▶ **PROBLEM 1**
State only the number of lines in the rows below that contain the word "wall".

▶ **PASSAGE TO READ**
╔══
Right to in the first hunk we lower group_capacity to 1 when prefer_sibling,
then in the second hunk, you replace that group_capacity usage with
group_weight.

With the end result that prefer_sibling is now ineffective.

That said, I fudged the prefer_sibling usage into the capacity logic,
mostly because I could and it was already how the SMT stuff was working.
But there is no reason we should continue to intertwine these two
things.

So I think it would be good to have a patch that implements
prefer_sibling on nr_running separate from the existing capacity bits,
and then convert the remaining capacity bits to utilization (or activity
or whatever you did call it, see Morton's comments etc.).
╚══
▶ **MATERIAL**
╔══
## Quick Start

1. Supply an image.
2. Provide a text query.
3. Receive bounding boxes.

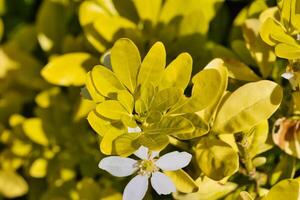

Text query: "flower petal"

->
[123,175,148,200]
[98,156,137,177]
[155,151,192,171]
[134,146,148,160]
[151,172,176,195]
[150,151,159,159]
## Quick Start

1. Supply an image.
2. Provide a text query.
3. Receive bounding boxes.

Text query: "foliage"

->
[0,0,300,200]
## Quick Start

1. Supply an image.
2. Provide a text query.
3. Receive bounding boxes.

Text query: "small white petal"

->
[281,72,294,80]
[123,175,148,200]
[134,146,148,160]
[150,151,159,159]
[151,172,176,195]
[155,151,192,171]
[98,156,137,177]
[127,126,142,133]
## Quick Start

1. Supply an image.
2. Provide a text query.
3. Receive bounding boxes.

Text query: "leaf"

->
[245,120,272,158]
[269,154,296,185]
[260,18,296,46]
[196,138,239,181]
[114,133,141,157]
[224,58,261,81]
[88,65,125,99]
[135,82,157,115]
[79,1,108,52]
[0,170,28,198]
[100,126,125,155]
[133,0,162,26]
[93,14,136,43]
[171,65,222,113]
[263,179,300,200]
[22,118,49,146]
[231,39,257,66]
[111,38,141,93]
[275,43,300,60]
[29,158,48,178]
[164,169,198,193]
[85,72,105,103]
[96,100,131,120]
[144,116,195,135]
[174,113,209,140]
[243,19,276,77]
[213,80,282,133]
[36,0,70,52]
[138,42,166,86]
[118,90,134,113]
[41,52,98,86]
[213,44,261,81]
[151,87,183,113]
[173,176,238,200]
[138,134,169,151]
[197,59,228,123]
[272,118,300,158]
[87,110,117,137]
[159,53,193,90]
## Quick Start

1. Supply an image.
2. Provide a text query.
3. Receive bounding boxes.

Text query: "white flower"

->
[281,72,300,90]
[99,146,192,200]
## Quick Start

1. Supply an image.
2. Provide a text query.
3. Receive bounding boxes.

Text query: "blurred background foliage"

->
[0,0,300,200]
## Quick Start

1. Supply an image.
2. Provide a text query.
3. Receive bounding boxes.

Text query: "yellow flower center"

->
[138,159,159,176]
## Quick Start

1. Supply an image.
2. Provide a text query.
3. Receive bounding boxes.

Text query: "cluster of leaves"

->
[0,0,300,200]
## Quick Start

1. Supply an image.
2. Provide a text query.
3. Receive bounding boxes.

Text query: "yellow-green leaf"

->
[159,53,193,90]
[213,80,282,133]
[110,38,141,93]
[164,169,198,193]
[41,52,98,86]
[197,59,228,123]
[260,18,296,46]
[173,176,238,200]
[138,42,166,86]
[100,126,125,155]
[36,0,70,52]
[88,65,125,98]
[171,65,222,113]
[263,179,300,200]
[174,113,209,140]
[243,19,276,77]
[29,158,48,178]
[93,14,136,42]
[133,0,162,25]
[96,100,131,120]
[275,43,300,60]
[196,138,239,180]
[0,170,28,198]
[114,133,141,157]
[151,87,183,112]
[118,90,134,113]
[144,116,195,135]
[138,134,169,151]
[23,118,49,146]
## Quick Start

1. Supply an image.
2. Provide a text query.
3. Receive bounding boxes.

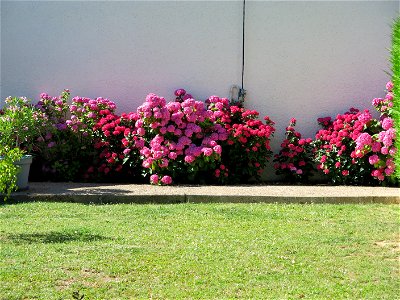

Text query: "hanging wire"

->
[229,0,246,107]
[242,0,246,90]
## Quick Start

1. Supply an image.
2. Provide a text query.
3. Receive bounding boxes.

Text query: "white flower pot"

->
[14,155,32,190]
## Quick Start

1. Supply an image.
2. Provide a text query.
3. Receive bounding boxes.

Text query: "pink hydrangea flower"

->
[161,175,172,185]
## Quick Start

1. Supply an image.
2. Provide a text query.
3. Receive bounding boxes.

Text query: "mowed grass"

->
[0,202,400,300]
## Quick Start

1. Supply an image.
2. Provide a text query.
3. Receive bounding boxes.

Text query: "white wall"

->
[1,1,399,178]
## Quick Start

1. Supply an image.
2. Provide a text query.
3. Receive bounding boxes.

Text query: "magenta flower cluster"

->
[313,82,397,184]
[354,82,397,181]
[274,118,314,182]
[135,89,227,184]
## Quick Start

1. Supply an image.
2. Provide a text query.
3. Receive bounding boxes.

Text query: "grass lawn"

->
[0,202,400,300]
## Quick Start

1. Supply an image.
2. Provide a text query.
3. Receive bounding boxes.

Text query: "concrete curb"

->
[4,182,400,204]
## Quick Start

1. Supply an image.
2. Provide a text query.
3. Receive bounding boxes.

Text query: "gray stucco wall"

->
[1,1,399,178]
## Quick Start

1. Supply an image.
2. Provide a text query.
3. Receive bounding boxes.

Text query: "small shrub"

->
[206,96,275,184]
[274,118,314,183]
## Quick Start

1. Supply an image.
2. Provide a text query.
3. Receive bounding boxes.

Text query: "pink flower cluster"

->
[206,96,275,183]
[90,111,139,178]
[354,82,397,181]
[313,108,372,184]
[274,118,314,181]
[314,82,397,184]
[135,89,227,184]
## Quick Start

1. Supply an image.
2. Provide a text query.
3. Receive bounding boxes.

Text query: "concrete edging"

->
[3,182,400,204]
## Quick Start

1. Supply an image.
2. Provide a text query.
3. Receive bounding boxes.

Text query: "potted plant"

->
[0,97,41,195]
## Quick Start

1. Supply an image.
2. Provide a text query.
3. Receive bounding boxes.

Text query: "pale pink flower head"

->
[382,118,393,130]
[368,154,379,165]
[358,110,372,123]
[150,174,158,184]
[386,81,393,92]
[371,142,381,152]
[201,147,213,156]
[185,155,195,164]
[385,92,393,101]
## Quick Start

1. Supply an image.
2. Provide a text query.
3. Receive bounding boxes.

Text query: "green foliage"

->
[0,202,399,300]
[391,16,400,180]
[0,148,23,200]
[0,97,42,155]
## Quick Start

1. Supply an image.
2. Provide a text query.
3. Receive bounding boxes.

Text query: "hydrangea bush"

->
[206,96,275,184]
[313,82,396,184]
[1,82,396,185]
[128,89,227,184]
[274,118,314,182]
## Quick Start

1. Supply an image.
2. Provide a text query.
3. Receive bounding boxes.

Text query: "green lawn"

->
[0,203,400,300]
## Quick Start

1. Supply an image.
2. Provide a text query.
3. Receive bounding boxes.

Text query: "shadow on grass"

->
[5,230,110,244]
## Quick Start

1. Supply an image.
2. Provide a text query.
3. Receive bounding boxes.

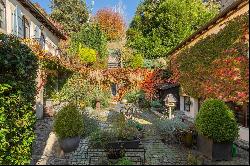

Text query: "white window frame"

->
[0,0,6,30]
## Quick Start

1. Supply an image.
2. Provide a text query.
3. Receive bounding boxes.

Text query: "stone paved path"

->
╚══
▶ **PROBLEM 2**
From the scheduler discussion above, quote word for word the part that opens with the words containing "With the end" and closes with "stuff was working.".

▶ **ANSWER 1**
2

▶ **ANSWER 2**
With the end result that prefer_sibling is now ineffective.

That said, I fudged the prefer_sibling usage into the capacity logic,
mostly because I could and it was already how the SMT stuff was working.